» **GIVEN PROBLEM**
Everything from the line containing "Task: annotate the wooden" through the final line of the records must be transcribed verbatim; nothing else belongs in the result.

— Begin SOURCE RECORDS —

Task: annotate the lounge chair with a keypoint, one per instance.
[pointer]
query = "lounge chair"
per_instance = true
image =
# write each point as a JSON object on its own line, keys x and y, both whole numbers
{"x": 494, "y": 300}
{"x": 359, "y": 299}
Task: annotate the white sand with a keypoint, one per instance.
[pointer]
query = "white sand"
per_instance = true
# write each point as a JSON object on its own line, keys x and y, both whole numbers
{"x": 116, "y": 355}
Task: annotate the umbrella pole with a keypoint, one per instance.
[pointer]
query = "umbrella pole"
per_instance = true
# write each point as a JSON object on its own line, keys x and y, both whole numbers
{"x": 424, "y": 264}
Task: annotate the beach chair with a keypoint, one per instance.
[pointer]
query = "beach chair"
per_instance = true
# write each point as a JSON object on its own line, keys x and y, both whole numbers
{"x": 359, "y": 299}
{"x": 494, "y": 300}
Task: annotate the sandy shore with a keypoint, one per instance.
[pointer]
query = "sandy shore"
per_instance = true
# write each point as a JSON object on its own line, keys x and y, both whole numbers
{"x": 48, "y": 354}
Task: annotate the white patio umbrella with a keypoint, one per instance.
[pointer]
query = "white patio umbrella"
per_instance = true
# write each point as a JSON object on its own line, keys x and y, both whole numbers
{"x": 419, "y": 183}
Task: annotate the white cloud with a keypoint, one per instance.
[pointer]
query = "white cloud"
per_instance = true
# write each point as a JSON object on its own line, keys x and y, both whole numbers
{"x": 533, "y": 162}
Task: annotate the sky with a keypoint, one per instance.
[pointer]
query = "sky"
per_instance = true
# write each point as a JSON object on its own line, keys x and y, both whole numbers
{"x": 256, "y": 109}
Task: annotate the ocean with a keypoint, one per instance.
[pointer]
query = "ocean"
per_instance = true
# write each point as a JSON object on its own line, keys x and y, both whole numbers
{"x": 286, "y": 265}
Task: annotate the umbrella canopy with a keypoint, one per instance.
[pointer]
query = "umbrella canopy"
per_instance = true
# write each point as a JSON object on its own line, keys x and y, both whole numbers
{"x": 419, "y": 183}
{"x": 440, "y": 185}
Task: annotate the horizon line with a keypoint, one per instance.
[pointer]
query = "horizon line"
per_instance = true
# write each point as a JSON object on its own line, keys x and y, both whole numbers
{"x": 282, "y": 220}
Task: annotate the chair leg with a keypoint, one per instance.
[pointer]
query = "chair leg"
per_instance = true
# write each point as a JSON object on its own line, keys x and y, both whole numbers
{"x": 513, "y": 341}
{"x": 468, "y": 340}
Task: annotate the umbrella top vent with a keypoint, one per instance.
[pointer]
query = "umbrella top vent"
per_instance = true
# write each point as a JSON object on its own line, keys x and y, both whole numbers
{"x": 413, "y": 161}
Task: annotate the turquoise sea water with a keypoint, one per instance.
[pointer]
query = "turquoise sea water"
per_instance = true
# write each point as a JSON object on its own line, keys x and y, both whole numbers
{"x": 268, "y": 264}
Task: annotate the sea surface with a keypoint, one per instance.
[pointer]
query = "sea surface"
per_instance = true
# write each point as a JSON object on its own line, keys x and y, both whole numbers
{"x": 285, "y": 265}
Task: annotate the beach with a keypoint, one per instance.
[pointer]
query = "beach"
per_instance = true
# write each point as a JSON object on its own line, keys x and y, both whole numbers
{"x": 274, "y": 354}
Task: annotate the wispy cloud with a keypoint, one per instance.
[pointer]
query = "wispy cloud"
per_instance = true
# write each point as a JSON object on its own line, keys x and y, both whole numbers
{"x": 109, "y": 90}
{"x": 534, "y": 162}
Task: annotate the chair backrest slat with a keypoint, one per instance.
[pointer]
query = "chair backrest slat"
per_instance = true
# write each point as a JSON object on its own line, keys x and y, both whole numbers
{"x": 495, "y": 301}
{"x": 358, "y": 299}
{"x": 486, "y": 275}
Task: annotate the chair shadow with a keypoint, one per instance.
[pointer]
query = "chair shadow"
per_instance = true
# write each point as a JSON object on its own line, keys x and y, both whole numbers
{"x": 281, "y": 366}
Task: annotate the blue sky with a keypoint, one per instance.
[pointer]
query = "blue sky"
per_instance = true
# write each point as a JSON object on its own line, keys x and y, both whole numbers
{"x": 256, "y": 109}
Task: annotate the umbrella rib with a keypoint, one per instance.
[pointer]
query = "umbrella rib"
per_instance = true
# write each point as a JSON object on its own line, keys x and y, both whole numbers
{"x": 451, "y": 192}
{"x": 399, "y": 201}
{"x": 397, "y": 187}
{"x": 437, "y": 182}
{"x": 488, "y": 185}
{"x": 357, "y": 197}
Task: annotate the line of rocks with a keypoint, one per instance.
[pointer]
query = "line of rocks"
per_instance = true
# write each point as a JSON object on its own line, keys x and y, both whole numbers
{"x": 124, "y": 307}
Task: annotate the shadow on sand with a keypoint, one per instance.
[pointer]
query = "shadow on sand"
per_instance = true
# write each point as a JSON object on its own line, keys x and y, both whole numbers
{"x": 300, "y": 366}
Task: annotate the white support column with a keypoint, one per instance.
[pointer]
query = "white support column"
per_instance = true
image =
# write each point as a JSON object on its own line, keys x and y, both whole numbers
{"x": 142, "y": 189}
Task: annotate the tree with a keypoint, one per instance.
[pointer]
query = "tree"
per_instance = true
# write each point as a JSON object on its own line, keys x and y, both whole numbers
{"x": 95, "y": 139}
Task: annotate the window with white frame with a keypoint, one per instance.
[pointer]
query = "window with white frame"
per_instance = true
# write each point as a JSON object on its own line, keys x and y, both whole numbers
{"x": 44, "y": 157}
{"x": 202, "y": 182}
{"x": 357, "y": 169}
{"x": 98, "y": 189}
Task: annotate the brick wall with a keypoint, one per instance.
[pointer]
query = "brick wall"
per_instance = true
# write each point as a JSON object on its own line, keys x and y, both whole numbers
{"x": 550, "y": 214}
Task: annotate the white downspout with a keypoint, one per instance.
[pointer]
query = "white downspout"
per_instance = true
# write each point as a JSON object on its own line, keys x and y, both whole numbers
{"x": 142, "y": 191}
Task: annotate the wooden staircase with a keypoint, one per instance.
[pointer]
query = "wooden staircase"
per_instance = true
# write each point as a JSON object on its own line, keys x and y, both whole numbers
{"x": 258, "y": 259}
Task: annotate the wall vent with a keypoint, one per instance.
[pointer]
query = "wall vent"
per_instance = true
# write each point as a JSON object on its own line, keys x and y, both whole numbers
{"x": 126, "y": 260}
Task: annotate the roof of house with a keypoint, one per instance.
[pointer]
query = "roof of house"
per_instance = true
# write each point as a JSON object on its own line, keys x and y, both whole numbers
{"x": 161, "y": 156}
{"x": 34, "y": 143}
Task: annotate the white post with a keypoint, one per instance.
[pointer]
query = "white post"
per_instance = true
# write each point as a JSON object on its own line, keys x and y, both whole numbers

— End SOURCE RECORDS —

» **SOLUTION TO THIS PROBLEM**
Task: annotate the wooden staircase with a keypoint, one per instance.
[pointer]
query = "wooden staircase"
per_instance = true
# write each point as a JSON object on its own line, keys x and y, both whole numbers
{"x": 258, "y": 259}
Task: annotate the wall vent with a keypoint, one per instance.
[pointer]
query = "wall vent"
per_instance = true
# write each point as a JSON object on its own line, keys x and y, both whole numbers
{"x": 126, "y": 260}
Task: annotate the roof of house with a keypoint, one per instance.
[pointer]
query = "roof of house"
per_instance = true
# write each point as a JSON object on its own line, keys x and y, both whole numbers
{"x": 161, "y": 156}
{"x": 34, "y": 143}
Task: annotate the white post with a keypoint, one per instance.
[pointer]
query = "white post"
per_instance = true
# write each point as a JSON object on its own line, keys x and y, both whole numbers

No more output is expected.